Which of the lines below contain the string "building"? Report each such line in full, treating uppercase and lowercase as different.

DATA FOR THE TASK:
_____

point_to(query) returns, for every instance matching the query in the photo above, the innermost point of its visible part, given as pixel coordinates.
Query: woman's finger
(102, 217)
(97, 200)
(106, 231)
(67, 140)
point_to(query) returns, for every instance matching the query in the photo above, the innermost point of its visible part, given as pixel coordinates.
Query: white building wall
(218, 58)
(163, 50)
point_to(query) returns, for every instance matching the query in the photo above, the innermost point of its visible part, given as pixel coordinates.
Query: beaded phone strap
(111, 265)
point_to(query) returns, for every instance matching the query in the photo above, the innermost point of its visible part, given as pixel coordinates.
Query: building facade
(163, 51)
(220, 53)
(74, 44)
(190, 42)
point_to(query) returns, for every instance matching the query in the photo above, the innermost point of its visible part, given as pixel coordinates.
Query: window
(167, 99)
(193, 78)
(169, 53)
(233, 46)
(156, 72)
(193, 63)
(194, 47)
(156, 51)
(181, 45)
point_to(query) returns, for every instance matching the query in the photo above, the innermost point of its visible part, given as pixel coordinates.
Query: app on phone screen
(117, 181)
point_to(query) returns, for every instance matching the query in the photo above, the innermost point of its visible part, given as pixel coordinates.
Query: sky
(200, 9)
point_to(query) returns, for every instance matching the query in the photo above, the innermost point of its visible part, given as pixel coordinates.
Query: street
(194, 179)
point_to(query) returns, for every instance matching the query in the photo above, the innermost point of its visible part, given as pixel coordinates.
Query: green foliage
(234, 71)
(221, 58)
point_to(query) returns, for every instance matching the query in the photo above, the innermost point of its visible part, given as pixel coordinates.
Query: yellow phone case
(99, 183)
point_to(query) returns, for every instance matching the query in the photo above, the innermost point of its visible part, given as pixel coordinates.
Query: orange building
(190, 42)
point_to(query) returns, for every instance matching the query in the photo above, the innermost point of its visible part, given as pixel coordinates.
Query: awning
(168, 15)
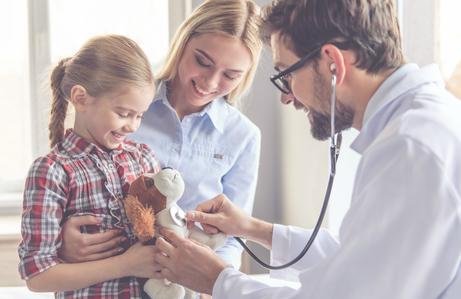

_____

RESPONSE BELOW:
Query: white building wall
Query: building facade
Query: orange building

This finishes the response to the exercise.